All the lines below should appear again unchanged, though their pictures should not.

Entries shown START

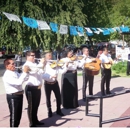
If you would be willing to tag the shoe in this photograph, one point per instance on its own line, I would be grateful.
(108, 93)
(102, 94)
(49, 114)
(60, 113)
(92, 98)
(84, 99)
(40, 123)
(33, 126)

Entries shown END

Task solution:
If you would be willing to tag the shoe in this photograph, one point per instance on its own line, I would be grateful.
(108, 93)
(102, 94)
(49, 114)
(60, 113)
(92, 98)
(84, 99)
(40, 123)
(33, 126)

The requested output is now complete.